- _WHAT IS BEING ASKED_
The expected result is every line of the records, printed exactly.

***** SUPPLIED RECORDS *****

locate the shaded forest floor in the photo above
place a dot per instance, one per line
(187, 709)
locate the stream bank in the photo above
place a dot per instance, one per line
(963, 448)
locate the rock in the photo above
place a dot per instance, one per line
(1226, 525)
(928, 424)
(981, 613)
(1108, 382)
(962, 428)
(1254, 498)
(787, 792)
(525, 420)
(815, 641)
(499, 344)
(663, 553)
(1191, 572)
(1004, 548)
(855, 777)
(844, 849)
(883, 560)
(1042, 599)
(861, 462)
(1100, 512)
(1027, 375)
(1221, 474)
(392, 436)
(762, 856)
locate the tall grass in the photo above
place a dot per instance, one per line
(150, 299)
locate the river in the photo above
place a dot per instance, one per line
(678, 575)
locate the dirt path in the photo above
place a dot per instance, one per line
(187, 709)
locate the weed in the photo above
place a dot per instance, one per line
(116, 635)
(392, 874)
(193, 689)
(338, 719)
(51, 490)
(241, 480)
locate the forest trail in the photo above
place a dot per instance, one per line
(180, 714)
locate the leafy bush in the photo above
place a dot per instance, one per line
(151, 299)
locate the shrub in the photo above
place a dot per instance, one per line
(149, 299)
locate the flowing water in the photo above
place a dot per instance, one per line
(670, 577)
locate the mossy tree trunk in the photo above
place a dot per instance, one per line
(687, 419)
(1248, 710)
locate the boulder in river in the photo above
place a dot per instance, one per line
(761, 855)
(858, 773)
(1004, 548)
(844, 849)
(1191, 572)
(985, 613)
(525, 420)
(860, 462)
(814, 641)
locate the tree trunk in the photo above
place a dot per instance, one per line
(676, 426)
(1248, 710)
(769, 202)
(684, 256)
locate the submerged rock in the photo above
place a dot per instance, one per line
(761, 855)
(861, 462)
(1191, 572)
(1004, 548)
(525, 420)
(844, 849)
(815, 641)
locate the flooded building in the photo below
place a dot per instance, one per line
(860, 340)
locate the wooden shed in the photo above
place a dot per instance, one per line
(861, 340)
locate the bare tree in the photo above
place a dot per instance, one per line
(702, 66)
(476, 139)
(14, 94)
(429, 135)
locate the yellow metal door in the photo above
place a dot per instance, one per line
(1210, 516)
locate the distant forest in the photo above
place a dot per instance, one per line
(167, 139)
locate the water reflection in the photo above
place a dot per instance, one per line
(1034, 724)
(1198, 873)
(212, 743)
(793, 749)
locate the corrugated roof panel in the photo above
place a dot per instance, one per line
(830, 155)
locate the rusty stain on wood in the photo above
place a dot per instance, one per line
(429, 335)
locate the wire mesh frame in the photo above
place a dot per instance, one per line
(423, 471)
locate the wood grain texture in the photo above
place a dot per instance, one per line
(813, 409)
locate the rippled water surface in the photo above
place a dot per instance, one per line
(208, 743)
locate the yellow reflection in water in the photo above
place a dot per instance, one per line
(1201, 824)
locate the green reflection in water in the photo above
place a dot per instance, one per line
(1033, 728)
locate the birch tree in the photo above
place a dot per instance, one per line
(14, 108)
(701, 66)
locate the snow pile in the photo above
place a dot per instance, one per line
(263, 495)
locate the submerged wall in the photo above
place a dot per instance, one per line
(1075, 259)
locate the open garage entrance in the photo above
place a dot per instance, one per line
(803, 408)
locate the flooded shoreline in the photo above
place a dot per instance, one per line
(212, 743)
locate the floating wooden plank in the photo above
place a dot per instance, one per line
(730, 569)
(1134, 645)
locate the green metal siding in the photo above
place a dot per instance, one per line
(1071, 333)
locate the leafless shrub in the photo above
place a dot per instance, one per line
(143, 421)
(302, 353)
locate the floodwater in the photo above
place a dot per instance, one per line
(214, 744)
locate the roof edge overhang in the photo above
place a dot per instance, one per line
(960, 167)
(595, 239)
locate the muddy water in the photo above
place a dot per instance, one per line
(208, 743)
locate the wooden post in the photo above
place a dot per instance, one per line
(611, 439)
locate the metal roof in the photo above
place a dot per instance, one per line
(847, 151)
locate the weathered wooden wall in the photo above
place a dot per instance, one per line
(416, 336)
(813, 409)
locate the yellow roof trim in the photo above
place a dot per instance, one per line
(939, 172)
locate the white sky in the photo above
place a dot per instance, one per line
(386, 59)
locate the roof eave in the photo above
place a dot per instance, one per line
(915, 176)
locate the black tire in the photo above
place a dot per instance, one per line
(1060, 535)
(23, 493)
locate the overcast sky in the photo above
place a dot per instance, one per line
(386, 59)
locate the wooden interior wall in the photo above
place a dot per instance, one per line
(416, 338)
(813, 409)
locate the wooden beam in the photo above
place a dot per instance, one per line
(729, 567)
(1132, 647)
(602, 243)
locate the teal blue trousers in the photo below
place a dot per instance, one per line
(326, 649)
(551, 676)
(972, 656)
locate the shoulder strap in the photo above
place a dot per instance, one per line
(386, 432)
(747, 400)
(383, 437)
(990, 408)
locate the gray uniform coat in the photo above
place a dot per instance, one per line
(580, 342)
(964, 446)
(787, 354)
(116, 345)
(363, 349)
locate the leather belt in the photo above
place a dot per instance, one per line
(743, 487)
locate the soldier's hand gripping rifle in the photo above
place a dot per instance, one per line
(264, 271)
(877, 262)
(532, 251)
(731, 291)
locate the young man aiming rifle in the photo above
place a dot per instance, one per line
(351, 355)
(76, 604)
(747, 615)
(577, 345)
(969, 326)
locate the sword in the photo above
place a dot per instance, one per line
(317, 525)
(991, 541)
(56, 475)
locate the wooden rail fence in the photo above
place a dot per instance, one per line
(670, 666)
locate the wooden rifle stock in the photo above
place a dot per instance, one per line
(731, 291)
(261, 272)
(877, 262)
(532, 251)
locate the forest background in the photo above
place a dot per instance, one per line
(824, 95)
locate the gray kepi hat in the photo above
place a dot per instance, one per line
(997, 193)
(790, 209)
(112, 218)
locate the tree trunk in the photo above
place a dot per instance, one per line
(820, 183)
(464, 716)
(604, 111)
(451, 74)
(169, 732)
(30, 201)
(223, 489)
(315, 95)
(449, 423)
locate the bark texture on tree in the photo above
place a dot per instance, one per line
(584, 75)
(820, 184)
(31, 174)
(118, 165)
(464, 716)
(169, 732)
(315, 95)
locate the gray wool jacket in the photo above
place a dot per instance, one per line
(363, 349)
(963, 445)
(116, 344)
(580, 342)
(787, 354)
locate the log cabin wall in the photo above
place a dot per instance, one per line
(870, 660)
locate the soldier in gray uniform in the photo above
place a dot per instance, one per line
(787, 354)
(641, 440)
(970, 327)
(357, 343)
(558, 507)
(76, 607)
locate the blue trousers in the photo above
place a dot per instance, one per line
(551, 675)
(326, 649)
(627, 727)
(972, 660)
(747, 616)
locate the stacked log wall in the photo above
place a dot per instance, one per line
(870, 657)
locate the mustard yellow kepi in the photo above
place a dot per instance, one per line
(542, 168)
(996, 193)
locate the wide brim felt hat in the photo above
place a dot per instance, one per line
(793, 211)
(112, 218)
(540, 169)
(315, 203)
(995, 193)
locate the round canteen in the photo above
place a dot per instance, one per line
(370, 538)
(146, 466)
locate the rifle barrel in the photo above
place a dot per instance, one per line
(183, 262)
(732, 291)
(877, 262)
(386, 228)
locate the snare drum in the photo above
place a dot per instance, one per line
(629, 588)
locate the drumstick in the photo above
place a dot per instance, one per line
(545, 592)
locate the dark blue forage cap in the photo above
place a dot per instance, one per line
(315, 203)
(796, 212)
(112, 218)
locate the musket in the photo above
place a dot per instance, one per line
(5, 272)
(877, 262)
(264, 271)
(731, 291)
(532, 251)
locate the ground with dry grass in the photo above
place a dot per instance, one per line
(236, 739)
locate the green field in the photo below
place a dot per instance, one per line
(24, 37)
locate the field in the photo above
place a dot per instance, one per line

*****

- _WORKED SOLUTION_
locate the shaded forest floor in the photo above
place a dot per instance, one per line
(187, 709)
locate the stream bank in the photo above
place a dot per instance, one per line
(963, 448)
locate the rock in the photo above
place a dot per instance, one per line
(1226, 525)
(928, 424)
(981, 613)
(1108, 382)
(962, 428)
(1254, 498)
(787, 792)
(525, 420)
(815, 641)
(499, 344)
(663, 553)
(1191, 572)
(1004, 548)
(855, 777)
(844, 849)
(883, 560)
(1042, 599)
(861, 462)
(1100, 512)
(1027, 375)
(1221, 474)
(392, 436)
(762, 856)
locate the tall grass in the photo above
place a dot per instance, one per line
(150, 299)
locate the river in the photo above
place a dot per instance, one per line
(678, 575)
locate the dirt path in the photo above
place a dot per instance, one per line
(187, 709)
locate the weed in the photo above
place a dot per instance, one per line
(116, 635)
(392, 874)
(193, 689)
(338, 719)
(51, 490)
(241, 480)
locate the forest trail in the photo above
place a dot per instance, one per line
(180, 714)
locate the leafy bush in the photo above
place a dot per instance, one per line
(151, 299)
locate the shrub in the photo above
place a dot per instance, one per line
(149, 299)
locate the flowing water in the photo above
place a dot per instance, one per line
(670, 577)
locate the mossy tree trunk in the photo above
place a dot per instance, one per line
(687, 419)
(1248, 710)
locate the boulder in river in the photo above
place a dot per instance, one per line
(761, 855)
(858, 773)
(1004, 548)
(844, 849)
(1191, 572)
(985, 613)
(525, 420)
(860, 462)
(814, 641)
locate the tree trunk in the photo above
place a dot per instance, one per line
(676, 426)
(1248, 710)
(769, 202)
(684, 256)
locate the submerged rock in the photo above
place a dot per instance, one per line
(761, 855)
(861, 462)
(1191, 572)
(1004, 548)
(525, 420)
(844, 849)
(815, 641)
locate the flooded building in the photo below
place a dot per instance, one per line
(860, 340)
locate the wooden shed in the photo above
place a dot per instance, one per line
(861, 340)
locate the bare tree in the photo above
place a dot per instance, one per line
(702, 66)
(476, 139)
(14, 94)
(429, 135)
locate the yellow metal door in the photo above
place a dot per instance, one per line
(1210, 516)
locate the distant forest in the photo above
place a dot per instance, one per line
(167, 139)
locate the water reflection in the photo above
place a dot per instance, one per line
(1034, 724)
(1198, 873)
(212, 743)
(793, 749)
locate the corrugated roof panel in the photo above
place a dot per instance, one per line
(830, 155)
locate the rusty stain on wood in the photo above
place a dot per instance, one per line
(429, 335)
locate the wire mesh frame in the photo above
place a dot per instance, one per line
(423, 471)
locate the wood grain texture in the photo above
place a dot per instance, one per line
(813, 409)
locate the rippled water surface in the photo above
place a dot per instance, one per line
(208, 743)
locate the yellow reflection in water in the photo above
place a dot per instance, one per line
(1201, 824)
locate the green reflection in water in the photo above
place a dot per instance, one per line
(1033, 728)
locate the birch tree in the photo above
place a dot per instance, one per line
(14, 108)
(701, 66)
locate the snow pile in the photo above
place a dot per instance, one per line
(263, 495)
locate the submerged wall in the photo above
place a dot per instance, one per line
(1075, 259)
locate the open garage entrance in the photo above
place a dot per instance, one per line
(803, 408)
locate the flooded shoreline in the photo above
place a dot per instance, one per line
(212, 743)
locate the floating wooden plank in the photo above
place a dot per instance, one per line
(730, 569)
(1134, 645)
locate the green metal siding in the photo above
place a dot per instance, one per line
(1071, 333)
locate the leafless shrub in the photo above
place a dot per instance, one per line
(143, 421)
(302, 353)
locate the floodwater in the photo above
place a dot per instance, one per line
(214, 744)
locate the roof edge overhang in the photo above
place a dot per instance, one per line
(960, 167)
(595, 239)
locate the muddy water in the photo above
place a dot per instance, one per line
(208, 743)
locate the wooden post in the photo above
place a dot per instance, one per line
(611, 439)
locate the metal roof in the photo above
place a dot per instance, one per line
(847, 151)
locate the weathered wooden wall in the photo above
place a dot per instance, one per line
(416, 336)
(813, 409)
locate the yellow roof trim in the photo above
place a dot per instance, one per line
(939, 172)
locate the white sky in the photo above
place a dot per instance, one per line
(386, 59)
locate the roof eave in the photo above
place a dot per instance, one per line
(915, 176)
locate the black tire in the photo above
place a dot per instance, one per line
(1060, 535)
(23, 493)
locate the overcast sky in the photo above
place a dot per instance, one per line
(386, 59)
locate the wooden interior wall in the photo above
place a dot per instance, one per line
(416, 338)
(813, 409)
locate the wooden beam in the photo above
place a dot per instance, one per line
(729, 567)
(1132, 647)
(602, 243)
locate the teal blue trousers in the photo below
place a dot per instance, one per line
(326, 649)
(551, 676)
(972, 656)
locate the shoulder strap in the photo above
place a dot per instance, one per line
(386, 432)
(747, 400)
(383, 437)
(990, 408)
locate the gray uniform coat in the photo above
place a dot per instance, one per line
(580, 342)
(964, 446)
(787, 354)
(116, 345)
(363, 349)
locate the leather belt in the photo above
place a dot per instance, one per line
(743, 487)
locate the soldier's hand gripping rifle in the photo above
place a dot per instance, one per line
(264, 271)
(877, 262)
(532, 251)
(731, 291)
locate the young man aiming rifle in the photo above
place a dot per instance, one per line
(351, 355)
(76, 604)
(747, 615)
(577, 345)
(969, 326)
locate the sword in the photo above
place a dot per instance, one per line
(317, 525)
(991, 541)
(56, 475)
locate the wooden rail fence in the photo above
place a dot per instance, one per line
(670, 666)
locate the wooden rifle stock in the photo above
place a dot per instance, one per line
(731, 291)
(261, 272)
(877, 262)
(532, 251)
locate the forest background in the photo above
place a dot per instance, one per line
(824, 95)
locate the gray kepi hat in the photo above
place a dot per instance, one per line
(997, 193)
(790, 209)
(112, 218)
locate the tree trunk in the photo above
place a dot per instance, one per line
(820, 183)
(464, 716)
(604, 111)
(451, 74)
(169, 732)
(30, 201)
(223, 489)
(315, 95)
(449, 423)
locate the bark texture on tree in the photo above
place a dot per instance, one per line
(584, 75)
(820, 184)
(31, 174)
(118, 165)
(464, 716)
(169, 732)
(315, 95)
locate the gray wool jacket in the photo above
place a dot per instance, one per line
(363, 349)
(963, 445)
(116, 344)
(580, 342)
(787, 354)
locate the log cabin wall in the photo above
place a dot per instance, one per line
(870, 660)
locate the soldier in gray uniform in the photo above
place a dot per instance, one per line
(787, 354)
(641, 440)
(970, 327)
(357, 343)
(558, 507)
(76, 607)
locate the blue trousers in the photo above
place a dot per instance, one per line
(551, 675)
(326, 649)
(627, 727)
(972, 660)
(747, 616)
locate the stacked log wall in the photo above
place a dot per instance, one per line
(870, 657)
locate the mustard yellow kepi in the photo above
place a dot per instance, one per line
(542, 168)
(996, 193)
locate the wide brim felt hat in the photo above
place a dot per instance, one per line
(793, 211)
(112, 218)
(540, 169)
(315, 203)
(995, 193)
locate the round canteen in the photo above
place a dot per instance, one per line
(370, 538)
(146, 466)
locate the rifle barrel in the photo above
place a dot per instance, one per line
(183, 262)
(732, 291)
(877, 262)
(386, 228)
locate the snare drum in the photo above
place a dot per instance, one per line
(629, 588)
locate the drumstick in the photo above
place a dot per instance, one per line
(545, 592)
locate the dark blue forage cap in the photo above
place a dot per instance, one per line
(315, 203)
(796, 212)
(112, 218)
locate the musket in the photo above
place a dot per instance, one per line
(5, 272)
(877, 262)
(264, 271)
(731, 291)
(532, 251)
locate the ground with dry grass in the photo above
place a dot per instance, one per line
(236, 739)
locate the green field in the photo below
place a dot per instance, one per line
(24, 37)
locate the field in the photo above
place a dot per instance, one per line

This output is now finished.